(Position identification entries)
--------------------

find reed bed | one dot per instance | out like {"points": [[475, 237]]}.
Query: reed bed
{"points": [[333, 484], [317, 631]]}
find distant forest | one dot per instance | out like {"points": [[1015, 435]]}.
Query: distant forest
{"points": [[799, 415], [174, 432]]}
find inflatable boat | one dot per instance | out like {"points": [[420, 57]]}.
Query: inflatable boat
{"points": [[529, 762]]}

--------------------

• Exercise aim: Please rewrite every line of the entries above in full, shifting each coordinate in the answers up by 32. All other numbers stay as they are.

• Exercise solution:
find reed bed | one dot per instance | out like {"points": [[475, 237]]}.
Query: reed bed
{"points": [[365, 516], [349, 663]]}
find distant forest | one dot per instance | out like {"points": [[1015, 435]]}.
Query: distant forest
{"points": [[831, 447], [206, 464]]}
find inflatable boat | one dot per instance | out like {"points": [[420, 57]]}.
Query: inflatable boat
{"points": [[561, 794]]}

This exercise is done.